## Extracted text
Start of Block

CAMP Professors Carryout Fuel Cell Research continued from page1

Professor Dipankar Roy

Professor Roy's group is characterizing advanced materials for fuel cells using electrochemical impedance spectroscopy (EIS). EIS can be combined with various D.C. electrochemical techniques for quantitative investigation of novel electrode materials for proton exchange membrane and solid oxide fuel cells (PEMFCs and SOFCs, respectively). A wide range of studies based on these combined electrochemical methods is currently underway in Professor Roy's laboratory at Clarkson University.

For PEMFCs, cathode impedance is an important factor, because the oxygen reaction generally is rate limiting in such cells. Anode performance (especially its tolerance against CO poisoning) can also be studied using EIS in the anode half-cell configuration. EIS simultaneously records the signature time constants of cell operation (mass transport/ reaction at the anode, proton conduction through the membrane, charge transfer at three-phase boundaries of the cathode, and mass transport of products). Furthermore, at high current densities, the ohmic loss in PEMFCs often becomes an important governing factor for cell performance. This is caused by electrolyte resistance as well as by other cell components, and EIS is an effective probe of these different types of ohmic losses. Professor Roy's research interest in PEMFCs focuses primarily on EIS characterization of cathode reactions, along with selected studies of anode properties and ohmic effects.

End of Block

## Prompt 1
According to the fuel cell research text, why is cathode impedance an important factor for PEMFCs?
## Prompt 2
Carry the fuel cell research text forward, starting after its final sentence.
The listing after this has nothing to do with the fuel cell research text.

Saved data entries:
Start of Block

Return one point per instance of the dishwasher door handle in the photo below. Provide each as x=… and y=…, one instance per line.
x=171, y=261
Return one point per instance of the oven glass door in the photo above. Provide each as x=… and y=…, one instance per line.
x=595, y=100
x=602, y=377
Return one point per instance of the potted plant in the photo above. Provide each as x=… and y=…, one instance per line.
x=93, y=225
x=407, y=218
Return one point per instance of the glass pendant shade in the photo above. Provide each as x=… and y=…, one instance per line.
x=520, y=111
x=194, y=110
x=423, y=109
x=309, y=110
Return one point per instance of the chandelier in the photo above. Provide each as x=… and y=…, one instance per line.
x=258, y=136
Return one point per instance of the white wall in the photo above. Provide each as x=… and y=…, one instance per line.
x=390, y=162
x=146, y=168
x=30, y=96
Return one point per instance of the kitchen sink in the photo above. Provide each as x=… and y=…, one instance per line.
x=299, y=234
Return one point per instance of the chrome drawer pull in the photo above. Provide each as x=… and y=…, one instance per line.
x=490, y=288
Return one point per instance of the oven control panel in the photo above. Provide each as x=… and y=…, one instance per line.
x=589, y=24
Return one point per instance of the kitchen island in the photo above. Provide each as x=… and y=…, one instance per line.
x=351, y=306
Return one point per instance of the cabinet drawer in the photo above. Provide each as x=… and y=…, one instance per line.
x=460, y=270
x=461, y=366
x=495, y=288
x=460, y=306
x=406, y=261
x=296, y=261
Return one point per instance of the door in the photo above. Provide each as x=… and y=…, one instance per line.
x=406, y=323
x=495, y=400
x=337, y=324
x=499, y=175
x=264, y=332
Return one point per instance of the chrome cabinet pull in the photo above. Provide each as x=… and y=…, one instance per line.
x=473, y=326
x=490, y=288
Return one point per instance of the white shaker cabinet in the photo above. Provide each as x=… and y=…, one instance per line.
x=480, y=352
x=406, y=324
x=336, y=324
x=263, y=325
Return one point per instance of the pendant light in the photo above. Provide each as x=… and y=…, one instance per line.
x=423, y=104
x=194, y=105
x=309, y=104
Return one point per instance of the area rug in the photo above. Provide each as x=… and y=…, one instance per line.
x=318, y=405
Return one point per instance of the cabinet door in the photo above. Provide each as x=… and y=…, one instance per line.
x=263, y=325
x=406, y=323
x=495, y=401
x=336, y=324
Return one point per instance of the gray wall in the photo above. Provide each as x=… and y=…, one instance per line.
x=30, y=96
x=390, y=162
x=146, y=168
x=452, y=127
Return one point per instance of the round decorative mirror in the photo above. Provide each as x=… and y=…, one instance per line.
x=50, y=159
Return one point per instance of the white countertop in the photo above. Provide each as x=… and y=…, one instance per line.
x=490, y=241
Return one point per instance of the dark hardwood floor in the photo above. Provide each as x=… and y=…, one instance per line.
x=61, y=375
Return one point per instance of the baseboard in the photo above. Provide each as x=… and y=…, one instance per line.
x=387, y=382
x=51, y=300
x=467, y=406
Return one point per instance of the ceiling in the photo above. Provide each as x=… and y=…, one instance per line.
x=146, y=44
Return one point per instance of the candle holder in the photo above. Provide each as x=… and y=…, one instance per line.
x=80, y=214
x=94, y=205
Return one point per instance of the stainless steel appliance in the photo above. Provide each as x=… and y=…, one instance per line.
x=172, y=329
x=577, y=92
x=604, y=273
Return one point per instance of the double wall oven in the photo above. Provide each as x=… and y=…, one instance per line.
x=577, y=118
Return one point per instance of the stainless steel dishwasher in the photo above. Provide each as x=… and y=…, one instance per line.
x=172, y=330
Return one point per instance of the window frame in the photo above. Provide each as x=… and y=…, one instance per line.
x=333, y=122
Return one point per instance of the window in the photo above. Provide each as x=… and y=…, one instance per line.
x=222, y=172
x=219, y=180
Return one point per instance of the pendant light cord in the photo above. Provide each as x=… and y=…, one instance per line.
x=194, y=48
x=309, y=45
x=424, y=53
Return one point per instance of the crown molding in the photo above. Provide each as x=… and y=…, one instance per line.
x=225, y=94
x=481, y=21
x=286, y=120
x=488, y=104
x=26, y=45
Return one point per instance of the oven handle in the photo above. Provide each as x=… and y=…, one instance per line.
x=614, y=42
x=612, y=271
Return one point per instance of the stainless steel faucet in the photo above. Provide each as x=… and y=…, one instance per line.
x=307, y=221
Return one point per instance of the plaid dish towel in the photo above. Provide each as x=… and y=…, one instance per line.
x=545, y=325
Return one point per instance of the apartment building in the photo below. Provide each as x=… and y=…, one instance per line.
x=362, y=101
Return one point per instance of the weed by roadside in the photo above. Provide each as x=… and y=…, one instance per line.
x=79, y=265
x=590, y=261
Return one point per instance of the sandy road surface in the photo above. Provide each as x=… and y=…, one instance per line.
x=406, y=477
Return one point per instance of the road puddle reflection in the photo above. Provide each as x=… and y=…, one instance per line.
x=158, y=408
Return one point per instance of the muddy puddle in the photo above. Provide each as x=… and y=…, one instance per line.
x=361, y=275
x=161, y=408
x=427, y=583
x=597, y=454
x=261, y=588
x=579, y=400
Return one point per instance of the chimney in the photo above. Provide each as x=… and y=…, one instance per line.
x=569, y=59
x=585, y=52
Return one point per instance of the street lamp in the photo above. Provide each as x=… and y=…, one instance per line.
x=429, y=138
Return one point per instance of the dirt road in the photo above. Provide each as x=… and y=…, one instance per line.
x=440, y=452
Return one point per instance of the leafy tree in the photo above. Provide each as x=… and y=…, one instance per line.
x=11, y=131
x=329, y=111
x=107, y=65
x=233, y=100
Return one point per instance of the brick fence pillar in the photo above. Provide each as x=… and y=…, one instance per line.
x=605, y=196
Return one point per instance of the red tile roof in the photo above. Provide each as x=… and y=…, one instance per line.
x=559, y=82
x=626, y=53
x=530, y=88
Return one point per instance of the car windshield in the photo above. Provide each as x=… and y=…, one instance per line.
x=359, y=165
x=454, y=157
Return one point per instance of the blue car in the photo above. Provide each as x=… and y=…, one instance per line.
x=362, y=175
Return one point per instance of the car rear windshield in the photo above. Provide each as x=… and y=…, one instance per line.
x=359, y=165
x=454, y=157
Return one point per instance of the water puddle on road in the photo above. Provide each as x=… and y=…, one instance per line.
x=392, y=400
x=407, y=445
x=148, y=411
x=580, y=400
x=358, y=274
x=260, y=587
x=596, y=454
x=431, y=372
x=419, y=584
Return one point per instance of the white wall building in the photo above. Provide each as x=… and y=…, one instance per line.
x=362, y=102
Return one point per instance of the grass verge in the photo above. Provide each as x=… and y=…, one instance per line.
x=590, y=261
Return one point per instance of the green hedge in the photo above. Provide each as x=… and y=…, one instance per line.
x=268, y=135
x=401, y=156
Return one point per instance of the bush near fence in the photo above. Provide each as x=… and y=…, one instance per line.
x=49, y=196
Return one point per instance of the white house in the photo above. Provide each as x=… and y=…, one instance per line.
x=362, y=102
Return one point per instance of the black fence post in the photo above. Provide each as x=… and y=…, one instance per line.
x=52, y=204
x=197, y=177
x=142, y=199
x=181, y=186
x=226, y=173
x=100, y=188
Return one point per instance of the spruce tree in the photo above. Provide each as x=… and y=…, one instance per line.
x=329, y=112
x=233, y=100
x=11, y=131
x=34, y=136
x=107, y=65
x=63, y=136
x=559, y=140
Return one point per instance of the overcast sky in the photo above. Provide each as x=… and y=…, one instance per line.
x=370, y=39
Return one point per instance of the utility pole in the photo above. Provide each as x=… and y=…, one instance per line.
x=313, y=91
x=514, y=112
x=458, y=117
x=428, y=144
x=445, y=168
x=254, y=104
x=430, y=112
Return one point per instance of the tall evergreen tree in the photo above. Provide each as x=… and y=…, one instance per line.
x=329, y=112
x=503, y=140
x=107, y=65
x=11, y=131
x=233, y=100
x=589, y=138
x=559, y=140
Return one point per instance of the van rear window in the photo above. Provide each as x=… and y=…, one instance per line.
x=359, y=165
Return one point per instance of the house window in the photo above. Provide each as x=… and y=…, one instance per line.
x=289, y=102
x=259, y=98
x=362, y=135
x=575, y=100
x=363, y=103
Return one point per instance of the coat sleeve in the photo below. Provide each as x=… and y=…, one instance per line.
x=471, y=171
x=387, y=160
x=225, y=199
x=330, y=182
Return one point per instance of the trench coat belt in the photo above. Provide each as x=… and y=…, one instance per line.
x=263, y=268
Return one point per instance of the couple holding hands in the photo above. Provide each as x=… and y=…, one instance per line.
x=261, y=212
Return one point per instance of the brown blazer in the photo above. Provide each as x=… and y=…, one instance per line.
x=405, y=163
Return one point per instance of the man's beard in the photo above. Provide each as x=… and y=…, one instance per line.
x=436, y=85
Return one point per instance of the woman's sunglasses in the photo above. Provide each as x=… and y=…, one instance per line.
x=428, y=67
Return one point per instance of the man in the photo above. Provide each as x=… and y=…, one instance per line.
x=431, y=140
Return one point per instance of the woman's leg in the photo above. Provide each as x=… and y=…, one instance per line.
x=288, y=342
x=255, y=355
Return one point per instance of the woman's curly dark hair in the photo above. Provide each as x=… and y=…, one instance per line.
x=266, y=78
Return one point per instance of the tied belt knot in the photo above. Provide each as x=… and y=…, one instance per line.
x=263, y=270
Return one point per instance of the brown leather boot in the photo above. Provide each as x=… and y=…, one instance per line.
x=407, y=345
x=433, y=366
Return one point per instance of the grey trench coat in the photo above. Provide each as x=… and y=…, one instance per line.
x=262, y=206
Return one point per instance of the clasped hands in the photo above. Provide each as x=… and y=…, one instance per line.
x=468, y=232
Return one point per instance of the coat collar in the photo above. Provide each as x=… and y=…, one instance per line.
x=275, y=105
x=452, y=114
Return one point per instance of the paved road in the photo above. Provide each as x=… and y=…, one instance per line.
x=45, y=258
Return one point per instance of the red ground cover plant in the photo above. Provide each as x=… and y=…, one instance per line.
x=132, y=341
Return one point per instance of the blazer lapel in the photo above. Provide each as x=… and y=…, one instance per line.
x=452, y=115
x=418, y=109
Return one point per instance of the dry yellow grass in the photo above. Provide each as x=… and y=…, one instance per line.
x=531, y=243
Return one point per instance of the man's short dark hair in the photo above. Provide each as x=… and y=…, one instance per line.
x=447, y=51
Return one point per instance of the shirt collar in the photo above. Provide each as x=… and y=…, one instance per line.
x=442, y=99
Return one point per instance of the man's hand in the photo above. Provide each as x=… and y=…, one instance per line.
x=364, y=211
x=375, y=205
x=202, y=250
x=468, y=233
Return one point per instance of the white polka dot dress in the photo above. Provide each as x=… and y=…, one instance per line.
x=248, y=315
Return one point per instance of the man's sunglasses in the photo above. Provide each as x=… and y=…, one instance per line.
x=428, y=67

End of Block

## Response box 1
The oxygen reaction is generally rate limiting in such cells.

## Response box 2
For SOFCs, EIS can identify both the sources of polarization loss and the effects of material composition on electrode performance. EIS is sensitive to electrical homogeneity of electrode and electrolyte microstructures, and hence can be used as a simple testing method in the material design stage, prior to incorporation of new materials in SOFCs. Also EIS is a standard method for studying cathode reactions in SOFCs. Open circuit voltages of SOFCs sometimes depend on the history of electrode pretreatment and activation. EIS measurements performed at different intervals, before and after polarization, provide various mechanistic details of this effect. In addition, EIS is a relatively straightforward method for identifying activation and diffusion controlled processes. Because activated catalytic reactions are strongly governed by the chemical makeup of reaction sites, identification of the rate limiting processes through EIS facilitates the task of designing electrode and electrolyte materials for SOFCs. Professor Roy's research spans over these diverse utilities of EIS in the investigation and development of novel materials for SOFCs. More information about Professor Roy's research can be found at: http://www.clarkson.edu/~samoy/

Professor Dan Goia

For more than five years, Professor Goia has enjoyed continuous support from Umicore (Hanau, Germany), a world leader in the development and manufacturing of precious metal catalysts, in developing precipitation processes to manufacture high performance catalysts for PEM fuel cells and other applications. To date, the work has resulted in several technologies for the preparation of Pt and Pt alloy nanoparticles supported on metallic and carbonaceous conductive supports, which have been captured in four worldwide patents. More recently, the research conducted by Professor Goia's group has been included in a collaborative effort between Umicore and GM (Rochester, NY).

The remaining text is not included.